◆ Given passage
Johnson, ranked 15th on MLB.com's Top 20 Prospects for the White Sox, has a .313 average with 103 runs scored, 24 doubles, 15 triples, six homers, 54 RBIs and an astounding 83 stolen bases to lead the Minor Leagues between stops at Class A Kannapolis and Class A Winston-Salem. According to White Sox director of player development Nick Capra, Johnson could be a big league contributor by 2015.
"He jumped up on the radar last year with his athleticism and the things he can do," Capra told MLB.com of Johnson during a phone interview. "He reinforced what we were thinking last year with the kind of year this year.
"Obviously, he kind of shot fast through the organization. This kid has a chance to be an impact player at the top of the lineup, and wreak havoc on the bases with his speed. But he still has a lot to learn offensively and defensively."
Leesman, who made one start for the White Sox this year, will be working out of the bullpen in Arizona and picking up lost innings caused by knee surgery at the end of last season. McCray will work as a starter, standing as a talented player the White Sox "need to find about." Bassitt, who is 11-4 with a 3.06 ERA and 134 strikeouts in 144 innings over 25 starts combined for Winston-Salem and Birmingham, will pitch out of the bullpen.
"An interesting kid," said Capra of Bassitt. "With his sink, he profiles for our ballpark."
Semien, ranked No. 8 on the club's Top 20, has scored 105 runs between stops at Triple-A Charlotte and Birmingham and is all but certain to have big league experience through a September callup before he goes to the AFL. But it's Johnson who stands as the most interesting prospect, featuring an immense amount of talent but plenty of the normal prospect improvement to make such as handling the routine plays defensively and getting an even better read of the strike zone.
"You never know what he's going to do," said White Sox top-ranked prospect Courtney Hawkins of Johnson. "He might bunt and steal second and third, or hit a bomb. He's great fun to watch."
L. Garcia starts at second base for White Sox
CHICAGO -- Leury Garcia earned his first start as a member of the White Sox, hitting ninth and playing second on Tuesday night against the Astros. Manager Robin Ventura said that Garcia probably would start at shortstop in place of Alexei Ramirez in Wednesday night's series finale.
Garcia, 22, was the player to be named from Texas in the Alex Rios trade. The switch-hitter has the ability to play second, short, third and the outfield, and is ready to do any or all of them in a given game.

◆ Problem statement
Please resume the White Sox baseball text, starting right after its last sentence.

[Image-grounded pointing data]
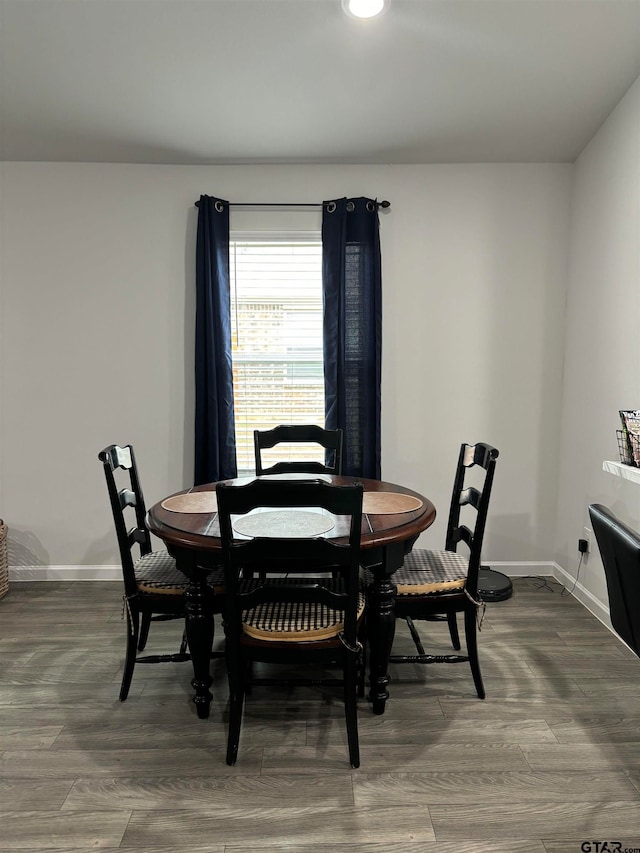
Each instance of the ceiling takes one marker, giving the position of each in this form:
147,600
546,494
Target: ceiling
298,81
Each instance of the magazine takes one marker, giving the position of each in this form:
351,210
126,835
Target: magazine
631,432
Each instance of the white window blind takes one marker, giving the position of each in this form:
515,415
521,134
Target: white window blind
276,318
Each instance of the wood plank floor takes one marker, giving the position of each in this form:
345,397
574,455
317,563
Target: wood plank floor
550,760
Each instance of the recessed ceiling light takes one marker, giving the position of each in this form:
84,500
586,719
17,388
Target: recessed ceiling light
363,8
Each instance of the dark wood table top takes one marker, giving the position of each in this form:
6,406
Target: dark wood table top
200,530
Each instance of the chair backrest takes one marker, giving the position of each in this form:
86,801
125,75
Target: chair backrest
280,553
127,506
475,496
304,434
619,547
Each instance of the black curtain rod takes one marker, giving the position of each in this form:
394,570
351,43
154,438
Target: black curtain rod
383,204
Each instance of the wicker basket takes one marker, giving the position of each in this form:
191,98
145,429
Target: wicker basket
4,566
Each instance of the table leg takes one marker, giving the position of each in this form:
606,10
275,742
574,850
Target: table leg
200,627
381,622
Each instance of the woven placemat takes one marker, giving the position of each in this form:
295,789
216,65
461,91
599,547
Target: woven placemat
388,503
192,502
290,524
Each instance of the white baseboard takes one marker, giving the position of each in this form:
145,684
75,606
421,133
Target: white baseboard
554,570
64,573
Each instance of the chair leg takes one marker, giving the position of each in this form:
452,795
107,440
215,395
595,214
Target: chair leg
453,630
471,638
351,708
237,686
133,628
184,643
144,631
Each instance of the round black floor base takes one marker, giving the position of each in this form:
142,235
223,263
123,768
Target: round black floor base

* * *

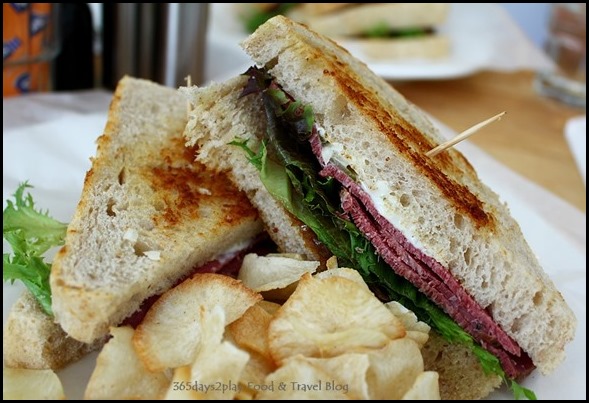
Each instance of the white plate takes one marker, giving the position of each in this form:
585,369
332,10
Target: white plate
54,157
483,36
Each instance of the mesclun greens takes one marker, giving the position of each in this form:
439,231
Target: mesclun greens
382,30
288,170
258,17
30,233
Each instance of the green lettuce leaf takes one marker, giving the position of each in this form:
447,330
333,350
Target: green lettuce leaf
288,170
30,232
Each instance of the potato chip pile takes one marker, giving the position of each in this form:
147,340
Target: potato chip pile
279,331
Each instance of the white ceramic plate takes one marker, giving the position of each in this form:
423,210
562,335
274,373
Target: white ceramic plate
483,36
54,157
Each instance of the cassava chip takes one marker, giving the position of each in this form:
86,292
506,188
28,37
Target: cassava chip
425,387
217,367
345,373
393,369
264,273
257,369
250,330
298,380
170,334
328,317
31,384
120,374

◆ Response area
"It's like going from taking ground balls in practice and then going to the outfield to take fly balls," said Garcia, through translator and White Sox coach Lino Diaz, of playing the infield and outfield.
"He feels comfortable playing in the outfield," Ventura said. "It's valuable to have a guy that versatile to be able to move him around the infield in case something happens."
Speed stands as another important part of Garcia's game. And it's an area where the 5-foot-7, 160-pounder is focused offensively.
"I play the little game. I bunt the ball. I run. I put the ball in play. That's my game," Garcia said. "I want to make contact so I can use my ability to run."
Garcia went 0-for-3 in Tuesday night's 4-3 comeback victory.
Third to first
• White Sox assistant general manager Buddy Bell celebrated his 62nd birthday on Tuesday. Jim Thome, the Hall of Fame-bound slugger and special assistant to general manager Rick Hahn, turned 43. And former White Sox catcher Ed Herrmann turned 67.
• Jack Harshman, who holds the franchise record for single-game strikeouts, passed away on Aug. 17 in Georgetown, Texas, at the age of 86. Harshman pitched for the White Sox from 1953-56, and fanned 16 on July 25, 1954, at Boston.
• Paul Konerko's ninth-inning double in Monday's 10-8 loss to the Astros was the 400th of his career, making him the 18th active player to reach that milestone. Konerko needs 42 total bases to tie Frank Thomas for the franchise record of 3,949.
• Adam Dunn has hit 116 career homers against left-handed pitching. That mark is the 10th-highest total in Major League history by a left-handed hitter and two behind Thome.